PROBLEM STATEMENT: How many lines in the data below contain the string "block", counting only matches with the same capitalization? Reply with the number alone.

[INPUT DATA start]

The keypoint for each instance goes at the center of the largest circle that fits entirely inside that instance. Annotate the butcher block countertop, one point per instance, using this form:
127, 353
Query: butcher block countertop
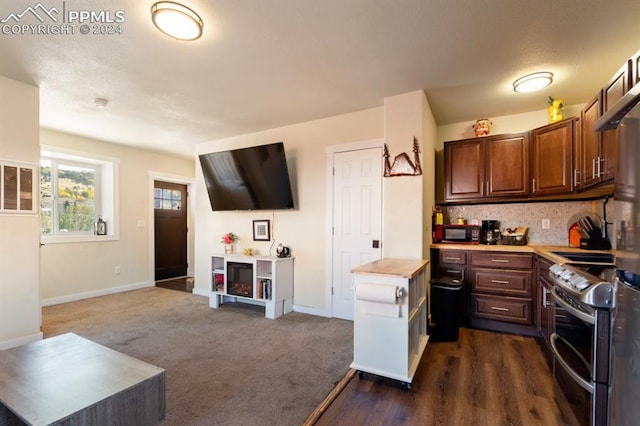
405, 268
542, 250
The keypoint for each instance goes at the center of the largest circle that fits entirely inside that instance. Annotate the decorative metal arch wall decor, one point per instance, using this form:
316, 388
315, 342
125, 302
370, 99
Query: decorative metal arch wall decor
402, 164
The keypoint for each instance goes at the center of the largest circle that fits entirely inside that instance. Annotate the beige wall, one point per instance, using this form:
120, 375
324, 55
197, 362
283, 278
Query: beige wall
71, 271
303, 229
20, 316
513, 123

[INPUT DATA end]
[INPUT DATA start]

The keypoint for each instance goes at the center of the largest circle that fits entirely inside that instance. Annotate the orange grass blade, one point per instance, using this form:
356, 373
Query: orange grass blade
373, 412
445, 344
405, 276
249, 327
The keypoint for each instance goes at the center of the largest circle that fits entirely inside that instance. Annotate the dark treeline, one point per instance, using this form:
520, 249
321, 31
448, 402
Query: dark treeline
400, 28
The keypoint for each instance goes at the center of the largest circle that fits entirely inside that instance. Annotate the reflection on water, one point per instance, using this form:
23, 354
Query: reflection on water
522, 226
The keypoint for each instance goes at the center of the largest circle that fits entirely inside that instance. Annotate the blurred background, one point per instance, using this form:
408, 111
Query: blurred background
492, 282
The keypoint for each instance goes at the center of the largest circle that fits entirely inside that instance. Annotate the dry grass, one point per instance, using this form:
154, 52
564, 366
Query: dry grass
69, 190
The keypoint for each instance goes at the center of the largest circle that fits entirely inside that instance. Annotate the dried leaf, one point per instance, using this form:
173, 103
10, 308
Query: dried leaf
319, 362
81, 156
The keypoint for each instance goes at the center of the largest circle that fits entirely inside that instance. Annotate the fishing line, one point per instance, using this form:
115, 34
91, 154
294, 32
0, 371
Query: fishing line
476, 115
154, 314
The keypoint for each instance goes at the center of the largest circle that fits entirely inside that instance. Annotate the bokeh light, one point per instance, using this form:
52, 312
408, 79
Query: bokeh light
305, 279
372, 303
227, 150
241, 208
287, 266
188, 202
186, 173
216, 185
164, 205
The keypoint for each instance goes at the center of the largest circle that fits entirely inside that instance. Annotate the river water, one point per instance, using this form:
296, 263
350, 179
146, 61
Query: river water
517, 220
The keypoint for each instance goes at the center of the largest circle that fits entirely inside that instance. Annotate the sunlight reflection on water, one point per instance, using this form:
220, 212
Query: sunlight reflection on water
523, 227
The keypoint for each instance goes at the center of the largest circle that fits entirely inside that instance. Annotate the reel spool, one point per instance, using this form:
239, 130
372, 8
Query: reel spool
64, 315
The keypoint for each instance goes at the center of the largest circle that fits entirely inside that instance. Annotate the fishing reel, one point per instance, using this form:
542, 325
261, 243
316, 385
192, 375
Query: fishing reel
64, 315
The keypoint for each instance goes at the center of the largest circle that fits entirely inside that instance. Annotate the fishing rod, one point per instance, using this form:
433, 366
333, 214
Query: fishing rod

[INPUT DATA end]
[INPUT DATA start]

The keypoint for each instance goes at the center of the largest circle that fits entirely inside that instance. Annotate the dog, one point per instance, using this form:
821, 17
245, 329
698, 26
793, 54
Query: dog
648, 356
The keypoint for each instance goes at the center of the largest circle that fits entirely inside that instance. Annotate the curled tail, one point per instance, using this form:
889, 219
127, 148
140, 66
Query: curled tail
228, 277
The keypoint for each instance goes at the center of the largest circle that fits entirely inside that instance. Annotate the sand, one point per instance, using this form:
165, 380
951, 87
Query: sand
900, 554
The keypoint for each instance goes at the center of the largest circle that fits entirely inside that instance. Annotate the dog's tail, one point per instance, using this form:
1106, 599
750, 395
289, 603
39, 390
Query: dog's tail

[INPUT DATA end]

COMPLETE OUTPUT: 2